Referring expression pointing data
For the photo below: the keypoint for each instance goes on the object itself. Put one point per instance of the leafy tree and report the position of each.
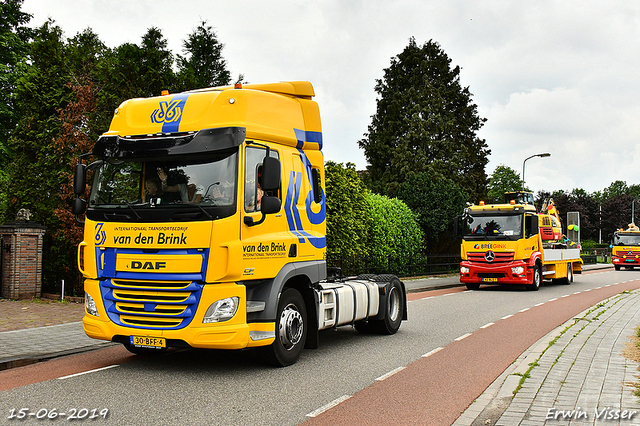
(436, 202)
(616, 188)
(203, 64)
(157, 64)
(392, 228)
(503, 179)
(425, 121)
(14, 48)
(347, 211)
(35, 171)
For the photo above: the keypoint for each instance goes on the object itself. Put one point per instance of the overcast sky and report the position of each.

§ **Task directions**: Keep the pictures out of the copy and write out the data exactly as it stands.

§ **Solution to this problem**:
For the photo below: the keypoint for each instance goes on the object itself. Put one point per instance of the leafy tree and report the position of each.
(436, 202)
(616, 188)
(203, 64)
(157, 64)
(392, 228)
(503, 179)
(425, 121)
(14, 48)
(347, 211)
(35, 171)
For the photo above: the keypoint for each instance goes on the object itself. Put one point per instance of the overcast sky and report the position of each.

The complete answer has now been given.